**** Metin bölümü ****
Paylaş
Rakibi bunaltan takım gitmiş, yerine seyredeni bunalıma sürükleyen sıkıcılıkta bir takım gelmişti. 45 dakika içinde rakip kaleyi sadece bir kez, o da Selçuk’un serbest vuruşuyla zorlayabildi; tam bir ‘Otur, sıfır!’ dedirtecek performans...Her mevkide normal oyununun yarısını da geçtim, çeyreğiyle oynayan bir ekip...
İnanılması güç kötülükte paslar, uyku mahmurluğu sınırında gezen oyuncular vesaire... Kollektif bir çöküş hali işte... Eskişehirspor da bu ligi avcunun içi gibi bilen, ‘külyutmaz’ oyunculardan kurulu olunca, oyun tamamen kilitlendi.
****
▶ [Görevler]:
- 1) Maç yorumuna göre ilk 45 dakikada rakip kaleyi zorlayan tek girişim hangisiydi?
- 2) Maç yorumunu son cümlesinden sonra aynı üslupla sürdürün.
Bu malzeme başka bir kaynaktan alınmıştır.
**** Kayıt kümesi ****
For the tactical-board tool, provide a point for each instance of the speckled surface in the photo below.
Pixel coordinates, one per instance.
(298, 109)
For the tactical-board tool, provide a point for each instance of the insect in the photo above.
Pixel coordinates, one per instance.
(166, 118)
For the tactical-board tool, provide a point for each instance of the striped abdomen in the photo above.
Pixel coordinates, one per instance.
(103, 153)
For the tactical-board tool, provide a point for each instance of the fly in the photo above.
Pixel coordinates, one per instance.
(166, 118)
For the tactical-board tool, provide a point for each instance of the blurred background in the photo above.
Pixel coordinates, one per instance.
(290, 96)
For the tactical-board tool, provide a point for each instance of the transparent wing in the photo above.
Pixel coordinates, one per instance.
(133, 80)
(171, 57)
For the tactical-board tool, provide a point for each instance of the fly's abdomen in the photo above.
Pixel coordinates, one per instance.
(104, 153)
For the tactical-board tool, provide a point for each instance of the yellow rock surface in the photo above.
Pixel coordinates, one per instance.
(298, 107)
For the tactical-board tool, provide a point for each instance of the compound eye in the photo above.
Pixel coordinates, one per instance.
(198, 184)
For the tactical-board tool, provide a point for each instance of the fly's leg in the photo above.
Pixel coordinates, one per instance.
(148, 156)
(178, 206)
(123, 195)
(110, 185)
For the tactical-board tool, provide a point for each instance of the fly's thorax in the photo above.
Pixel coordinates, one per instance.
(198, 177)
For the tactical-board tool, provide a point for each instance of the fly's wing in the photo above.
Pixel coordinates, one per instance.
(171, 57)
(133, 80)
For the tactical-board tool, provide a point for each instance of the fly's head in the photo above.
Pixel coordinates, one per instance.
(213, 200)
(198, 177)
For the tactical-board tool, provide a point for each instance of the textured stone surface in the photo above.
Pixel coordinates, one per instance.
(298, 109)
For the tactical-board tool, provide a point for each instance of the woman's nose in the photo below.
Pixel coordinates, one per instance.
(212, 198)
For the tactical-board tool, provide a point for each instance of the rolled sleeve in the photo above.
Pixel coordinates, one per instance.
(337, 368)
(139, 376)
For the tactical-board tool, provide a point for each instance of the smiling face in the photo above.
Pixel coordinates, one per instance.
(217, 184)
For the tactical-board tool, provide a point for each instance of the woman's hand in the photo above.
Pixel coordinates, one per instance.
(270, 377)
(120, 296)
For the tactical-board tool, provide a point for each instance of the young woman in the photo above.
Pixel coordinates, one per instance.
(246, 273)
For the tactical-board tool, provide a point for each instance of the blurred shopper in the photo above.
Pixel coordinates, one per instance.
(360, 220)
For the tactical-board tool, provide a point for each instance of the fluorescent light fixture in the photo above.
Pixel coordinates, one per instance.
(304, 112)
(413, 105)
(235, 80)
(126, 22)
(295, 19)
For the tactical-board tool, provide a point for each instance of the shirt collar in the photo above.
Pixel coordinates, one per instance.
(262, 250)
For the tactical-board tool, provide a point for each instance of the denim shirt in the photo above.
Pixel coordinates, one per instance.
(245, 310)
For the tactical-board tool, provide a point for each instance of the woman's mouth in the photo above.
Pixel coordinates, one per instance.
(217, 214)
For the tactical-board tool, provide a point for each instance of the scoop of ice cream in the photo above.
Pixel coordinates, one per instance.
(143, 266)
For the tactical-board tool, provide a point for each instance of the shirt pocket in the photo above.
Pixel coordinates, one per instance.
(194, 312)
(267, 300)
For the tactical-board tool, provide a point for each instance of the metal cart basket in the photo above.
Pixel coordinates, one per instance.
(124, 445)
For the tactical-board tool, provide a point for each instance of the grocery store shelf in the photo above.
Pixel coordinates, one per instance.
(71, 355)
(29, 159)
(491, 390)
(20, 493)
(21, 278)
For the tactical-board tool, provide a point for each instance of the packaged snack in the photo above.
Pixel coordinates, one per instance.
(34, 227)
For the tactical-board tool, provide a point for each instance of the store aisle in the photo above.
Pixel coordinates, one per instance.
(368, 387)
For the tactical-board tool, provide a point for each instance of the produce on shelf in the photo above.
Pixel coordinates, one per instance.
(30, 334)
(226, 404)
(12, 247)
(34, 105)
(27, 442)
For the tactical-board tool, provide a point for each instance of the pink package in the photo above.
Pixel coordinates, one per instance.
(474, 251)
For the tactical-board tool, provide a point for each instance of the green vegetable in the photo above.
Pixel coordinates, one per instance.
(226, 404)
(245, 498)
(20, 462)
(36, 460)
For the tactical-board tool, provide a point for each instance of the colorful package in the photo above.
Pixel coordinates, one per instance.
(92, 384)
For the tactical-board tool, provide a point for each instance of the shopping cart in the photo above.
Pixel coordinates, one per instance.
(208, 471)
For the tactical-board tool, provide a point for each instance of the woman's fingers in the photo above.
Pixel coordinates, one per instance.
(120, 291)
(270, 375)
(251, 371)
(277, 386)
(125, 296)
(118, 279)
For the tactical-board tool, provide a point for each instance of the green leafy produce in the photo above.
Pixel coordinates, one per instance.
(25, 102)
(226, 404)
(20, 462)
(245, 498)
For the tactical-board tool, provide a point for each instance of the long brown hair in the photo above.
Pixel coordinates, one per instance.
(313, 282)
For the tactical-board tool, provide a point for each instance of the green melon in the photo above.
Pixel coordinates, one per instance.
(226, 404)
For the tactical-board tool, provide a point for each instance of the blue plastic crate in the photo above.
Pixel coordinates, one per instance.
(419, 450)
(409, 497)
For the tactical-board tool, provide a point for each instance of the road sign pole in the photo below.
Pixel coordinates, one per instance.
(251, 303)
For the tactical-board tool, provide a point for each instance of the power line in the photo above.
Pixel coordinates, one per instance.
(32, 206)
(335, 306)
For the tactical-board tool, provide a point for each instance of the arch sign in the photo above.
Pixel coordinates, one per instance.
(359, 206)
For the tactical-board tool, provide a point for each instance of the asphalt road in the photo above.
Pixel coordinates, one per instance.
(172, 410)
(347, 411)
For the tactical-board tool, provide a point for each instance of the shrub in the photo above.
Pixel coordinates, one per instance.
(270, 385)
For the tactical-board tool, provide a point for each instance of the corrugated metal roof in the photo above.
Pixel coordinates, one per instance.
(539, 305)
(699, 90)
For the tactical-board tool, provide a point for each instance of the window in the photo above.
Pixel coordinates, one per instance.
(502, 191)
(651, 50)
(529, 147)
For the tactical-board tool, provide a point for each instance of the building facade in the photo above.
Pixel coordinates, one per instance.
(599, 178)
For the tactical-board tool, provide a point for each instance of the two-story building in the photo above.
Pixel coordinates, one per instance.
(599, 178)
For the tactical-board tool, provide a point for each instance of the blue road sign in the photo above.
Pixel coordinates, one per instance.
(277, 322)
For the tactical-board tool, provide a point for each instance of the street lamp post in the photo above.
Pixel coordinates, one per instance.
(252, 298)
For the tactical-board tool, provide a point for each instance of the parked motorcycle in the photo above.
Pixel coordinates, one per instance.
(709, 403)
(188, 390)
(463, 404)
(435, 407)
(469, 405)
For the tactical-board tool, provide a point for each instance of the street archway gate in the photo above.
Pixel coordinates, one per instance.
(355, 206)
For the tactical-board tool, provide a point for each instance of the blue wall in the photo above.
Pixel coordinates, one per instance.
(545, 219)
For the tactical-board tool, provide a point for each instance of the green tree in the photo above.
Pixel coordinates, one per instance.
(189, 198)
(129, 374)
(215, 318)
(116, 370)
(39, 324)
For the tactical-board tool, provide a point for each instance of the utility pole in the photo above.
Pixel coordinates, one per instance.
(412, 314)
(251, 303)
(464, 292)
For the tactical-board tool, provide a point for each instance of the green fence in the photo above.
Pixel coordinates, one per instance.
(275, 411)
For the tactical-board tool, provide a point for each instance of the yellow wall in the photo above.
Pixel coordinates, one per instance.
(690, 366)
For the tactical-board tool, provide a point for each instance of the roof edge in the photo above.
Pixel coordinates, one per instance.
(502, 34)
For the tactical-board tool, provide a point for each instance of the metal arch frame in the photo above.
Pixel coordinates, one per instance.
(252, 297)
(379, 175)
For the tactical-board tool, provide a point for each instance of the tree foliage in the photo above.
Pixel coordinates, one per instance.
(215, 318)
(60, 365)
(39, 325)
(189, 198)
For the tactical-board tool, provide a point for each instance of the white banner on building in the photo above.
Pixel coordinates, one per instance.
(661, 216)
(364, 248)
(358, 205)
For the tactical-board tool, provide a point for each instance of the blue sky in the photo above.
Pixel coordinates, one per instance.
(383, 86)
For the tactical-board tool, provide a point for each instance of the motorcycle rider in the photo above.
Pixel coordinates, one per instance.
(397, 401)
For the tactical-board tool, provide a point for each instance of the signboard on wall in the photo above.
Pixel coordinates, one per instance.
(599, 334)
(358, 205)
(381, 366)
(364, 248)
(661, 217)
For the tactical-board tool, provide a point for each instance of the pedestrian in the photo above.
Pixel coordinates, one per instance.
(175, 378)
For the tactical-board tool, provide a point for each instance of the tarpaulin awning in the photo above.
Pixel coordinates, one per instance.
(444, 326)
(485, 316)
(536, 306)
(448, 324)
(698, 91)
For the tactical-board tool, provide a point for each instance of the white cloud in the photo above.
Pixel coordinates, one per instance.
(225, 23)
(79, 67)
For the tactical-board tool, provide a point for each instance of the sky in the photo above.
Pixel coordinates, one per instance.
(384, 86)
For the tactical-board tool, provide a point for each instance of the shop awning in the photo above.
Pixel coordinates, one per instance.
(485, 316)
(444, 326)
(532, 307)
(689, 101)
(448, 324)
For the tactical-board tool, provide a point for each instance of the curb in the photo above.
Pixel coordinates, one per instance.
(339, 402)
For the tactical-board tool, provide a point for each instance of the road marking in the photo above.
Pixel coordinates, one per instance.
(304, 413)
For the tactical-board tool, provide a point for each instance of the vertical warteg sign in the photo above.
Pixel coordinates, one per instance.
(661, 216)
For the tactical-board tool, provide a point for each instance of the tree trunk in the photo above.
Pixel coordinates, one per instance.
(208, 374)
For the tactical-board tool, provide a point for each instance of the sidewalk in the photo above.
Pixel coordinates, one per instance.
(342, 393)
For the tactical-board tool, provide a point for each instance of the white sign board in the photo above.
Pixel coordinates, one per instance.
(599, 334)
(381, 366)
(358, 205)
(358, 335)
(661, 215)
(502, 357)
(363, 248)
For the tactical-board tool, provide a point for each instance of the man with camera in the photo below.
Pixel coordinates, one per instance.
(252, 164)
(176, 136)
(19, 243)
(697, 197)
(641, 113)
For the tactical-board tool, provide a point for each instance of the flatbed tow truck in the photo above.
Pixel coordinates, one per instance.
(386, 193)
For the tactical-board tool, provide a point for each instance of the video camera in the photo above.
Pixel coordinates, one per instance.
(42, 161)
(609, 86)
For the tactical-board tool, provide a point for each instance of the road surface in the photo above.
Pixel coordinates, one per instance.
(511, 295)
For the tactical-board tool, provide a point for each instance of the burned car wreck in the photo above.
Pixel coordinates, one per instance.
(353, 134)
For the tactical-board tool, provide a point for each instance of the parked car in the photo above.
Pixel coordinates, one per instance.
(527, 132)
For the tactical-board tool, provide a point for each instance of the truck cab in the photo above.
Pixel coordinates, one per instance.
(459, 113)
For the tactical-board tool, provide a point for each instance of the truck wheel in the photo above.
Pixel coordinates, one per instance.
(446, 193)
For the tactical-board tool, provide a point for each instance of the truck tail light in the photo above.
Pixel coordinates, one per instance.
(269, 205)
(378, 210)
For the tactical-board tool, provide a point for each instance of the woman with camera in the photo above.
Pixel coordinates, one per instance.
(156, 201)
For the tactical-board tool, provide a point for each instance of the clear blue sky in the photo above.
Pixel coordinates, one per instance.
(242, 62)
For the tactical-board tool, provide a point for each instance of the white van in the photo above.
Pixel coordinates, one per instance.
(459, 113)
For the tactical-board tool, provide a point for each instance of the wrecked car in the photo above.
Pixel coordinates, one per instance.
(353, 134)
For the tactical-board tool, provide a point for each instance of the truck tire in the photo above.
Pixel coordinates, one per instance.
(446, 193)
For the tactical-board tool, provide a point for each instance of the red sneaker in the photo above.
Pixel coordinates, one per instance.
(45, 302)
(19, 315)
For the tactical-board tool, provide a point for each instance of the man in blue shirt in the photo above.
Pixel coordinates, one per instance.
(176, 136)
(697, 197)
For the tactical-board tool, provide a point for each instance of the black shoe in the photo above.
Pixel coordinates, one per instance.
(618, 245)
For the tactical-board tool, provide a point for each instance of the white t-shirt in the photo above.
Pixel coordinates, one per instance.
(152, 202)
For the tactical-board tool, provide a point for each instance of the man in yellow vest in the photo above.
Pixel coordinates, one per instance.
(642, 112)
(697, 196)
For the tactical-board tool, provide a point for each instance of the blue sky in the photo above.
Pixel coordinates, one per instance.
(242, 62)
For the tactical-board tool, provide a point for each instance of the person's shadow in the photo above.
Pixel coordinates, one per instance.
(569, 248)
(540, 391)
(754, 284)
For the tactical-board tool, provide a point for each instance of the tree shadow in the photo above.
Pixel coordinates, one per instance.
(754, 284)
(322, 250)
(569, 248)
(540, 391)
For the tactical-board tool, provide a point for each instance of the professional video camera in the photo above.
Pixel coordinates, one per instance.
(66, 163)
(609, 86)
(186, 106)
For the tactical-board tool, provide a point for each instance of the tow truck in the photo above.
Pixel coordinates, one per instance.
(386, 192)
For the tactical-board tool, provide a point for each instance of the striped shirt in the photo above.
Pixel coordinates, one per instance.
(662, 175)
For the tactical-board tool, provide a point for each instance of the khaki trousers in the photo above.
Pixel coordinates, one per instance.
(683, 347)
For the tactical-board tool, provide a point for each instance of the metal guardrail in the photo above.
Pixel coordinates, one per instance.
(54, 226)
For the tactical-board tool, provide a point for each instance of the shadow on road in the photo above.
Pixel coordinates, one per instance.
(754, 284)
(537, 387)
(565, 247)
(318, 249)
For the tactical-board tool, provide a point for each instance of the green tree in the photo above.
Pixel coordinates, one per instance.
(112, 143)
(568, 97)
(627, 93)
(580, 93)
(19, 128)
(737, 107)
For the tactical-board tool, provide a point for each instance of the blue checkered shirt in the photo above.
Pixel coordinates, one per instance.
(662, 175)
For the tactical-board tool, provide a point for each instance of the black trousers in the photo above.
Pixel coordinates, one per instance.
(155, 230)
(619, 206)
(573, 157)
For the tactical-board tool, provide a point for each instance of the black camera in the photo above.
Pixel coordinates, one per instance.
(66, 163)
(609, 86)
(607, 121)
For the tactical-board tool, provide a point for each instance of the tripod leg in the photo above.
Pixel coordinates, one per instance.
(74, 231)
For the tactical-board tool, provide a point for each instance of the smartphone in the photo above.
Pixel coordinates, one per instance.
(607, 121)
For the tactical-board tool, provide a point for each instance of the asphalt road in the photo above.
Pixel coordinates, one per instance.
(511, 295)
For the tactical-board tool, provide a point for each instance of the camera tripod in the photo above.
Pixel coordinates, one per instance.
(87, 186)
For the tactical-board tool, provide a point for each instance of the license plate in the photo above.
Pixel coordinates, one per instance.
****
▶ [Çözülmüş görevler]:
- 1) Selçuk'un serbest vuruşu.

- 2)
Kahraman, kaleci Muslera
İkinci yarıda işlerin değiştiğini, Galatasaraylı oyuncuların pabucun pahalı olduğunu fark ettiklerine dair alametler belirdi. Kötüler içinde belki de en kötüsü olan Melo’nun çıkışı, yerine giren Amrabat’ın dinamizm kazandırması, Emre’nin kıpırdanması ve bir şekilde gelen gol Galatasaray’ın bu berbat performans gecesinden 3 puanla sıyrılabileceğine dair umutları yeşertti.Bir klişe vardır, “Futbolun adaleti yok” diye; pek sevmediğim bu ifade maçın sonlarında taca çıktı. “Kahraman Muslera, Eskişehirspor’a karşı” şeklinde bir aksiyon filmi gibi gelişen pozisyonda golü yedi Galatasaray... Ceza sahası içinde 4 Eskişehirsporlu futbolcu ile tek başına mücadele eden ve 3 kez de üst üste kurtarış yapan Muslera’yı arkadaşları da tribündekiler gibi seyretmekle yetindi. Bu maçta en son kızılacak futbolcu Muslera’dır.
3 puan hak edilmedi
Geçen sezon da bu tarz bir duraklama dönemi yaşamıştı Galatasaray... Bu dönemin de böyle bir geçiş dönemi olduğunu umalım, “Avrupa maçı sonrası dağınıklığı” diyelim, iyi niyeti koruyalım elbette ama doğru teşhisi de koyalım. Galatasaray kötü oynadı ve galibiyeti hak etmedi, nokta...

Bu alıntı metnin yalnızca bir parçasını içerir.